Listing →

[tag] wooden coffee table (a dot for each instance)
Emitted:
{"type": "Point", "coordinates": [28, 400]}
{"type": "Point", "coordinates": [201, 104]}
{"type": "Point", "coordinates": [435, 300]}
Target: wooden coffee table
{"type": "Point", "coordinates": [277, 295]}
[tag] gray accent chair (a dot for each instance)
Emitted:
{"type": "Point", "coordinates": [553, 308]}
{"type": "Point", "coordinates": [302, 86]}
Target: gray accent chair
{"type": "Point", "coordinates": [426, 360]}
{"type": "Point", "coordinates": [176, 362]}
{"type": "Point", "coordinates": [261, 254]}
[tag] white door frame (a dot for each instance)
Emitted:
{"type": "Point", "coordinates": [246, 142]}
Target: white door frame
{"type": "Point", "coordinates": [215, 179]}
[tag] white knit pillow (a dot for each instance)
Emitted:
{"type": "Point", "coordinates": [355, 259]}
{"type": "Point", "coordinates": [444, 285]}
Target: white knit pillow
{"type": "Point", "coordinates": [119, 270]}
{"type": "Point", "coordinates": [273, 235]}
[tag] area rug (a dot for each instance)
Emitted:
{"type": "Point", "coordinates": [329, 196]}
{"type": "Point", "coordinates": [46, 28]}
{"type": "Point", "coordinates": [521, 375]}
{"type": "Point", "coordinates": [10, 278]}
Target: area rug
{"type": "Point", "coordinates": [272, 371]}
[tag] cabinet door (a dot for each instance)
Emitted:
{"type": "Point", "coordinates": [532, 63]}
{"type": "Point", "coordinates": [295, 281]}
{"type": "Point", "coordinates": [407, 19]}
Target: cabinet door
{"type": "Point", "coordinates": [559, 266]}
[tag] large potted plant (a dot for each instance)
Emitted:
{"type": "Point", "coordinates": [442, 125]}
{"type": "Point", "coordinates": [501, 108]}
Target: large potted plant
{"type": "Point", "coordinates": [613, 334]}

Task prompt → Write each line above out exactly.

Exercise response →
[tag] wooden coffee table (a dot for each instance)
Emitted:
{"type": "Point", "coordinates": [28, 400]}
{"type": "Point", "coordinates": [201, 104]}
{"type": "Point", "coordinates": [435, 300]}
Target: wooden coffee table
{"type": "Point", "coordinates": [277, 295]}
[tag] gray accent chair (a dot for each instance)
Emitted:
{"type": "Point", "coordinates": [553, 308]}
{"type": "Point", "coordinates": [302, 86]}
Target: gray accent chair
{"type": "Point", "coordinates": [426, 360]}
{"type": "Point", "coordinates": [176, 362]}
{"type": "Point", "coordinates": [261, 254]}
[tag] white door frame (a dot for each instance)
Emitted:
{"type": "Point", "coordinates": [246, 142]}
Target: white door frame
{"type": "Point", "coordinates": [215, 179]}
[tag] white knit pillow (a dot for each instance)
Emitted:
{"type": "Point", "coordinates": [355, 259]}
{"type": "Point", "coordinates": [444, 285]}
Target: white knit pillow
{"type": "Point", "coordinates": [119, 270]}
{"type": "Point", "coordinates": [273, 235]}
[tag] area rug (a dot for each instance)
Emitted:
{"type": "Point", "coordinates": [329, 196]}
{"type": "Point", "coordinates": [46, 28]}
{"type": "Point", "coordinates": [521, 375]}
{"type": "Point", "coordinates": [10, 278]}
Target: area rug
{"type": "Point", "coordinates": [272, 371]}
[tag] cabinet door (a dot for each instance)
Emitted:
{"type": "Point", "coordinates": [532, 63]}
{"type": "Point", "coordinates": [295, 281]}
{"type": "Point", "coordinates": [407, 19]}
Target: cabinet door
{"type": "Point", "coordinates": [559, 266]}
[tag] large potted plant (a dot for each instance)
Emitted:
{"type": "Point", "coordinates": [442, 125]}
{"type": "Point", "coordinates": [501, 108]}
Target: large potted plant
{"type": "Point", "coordinates": [613, 334]}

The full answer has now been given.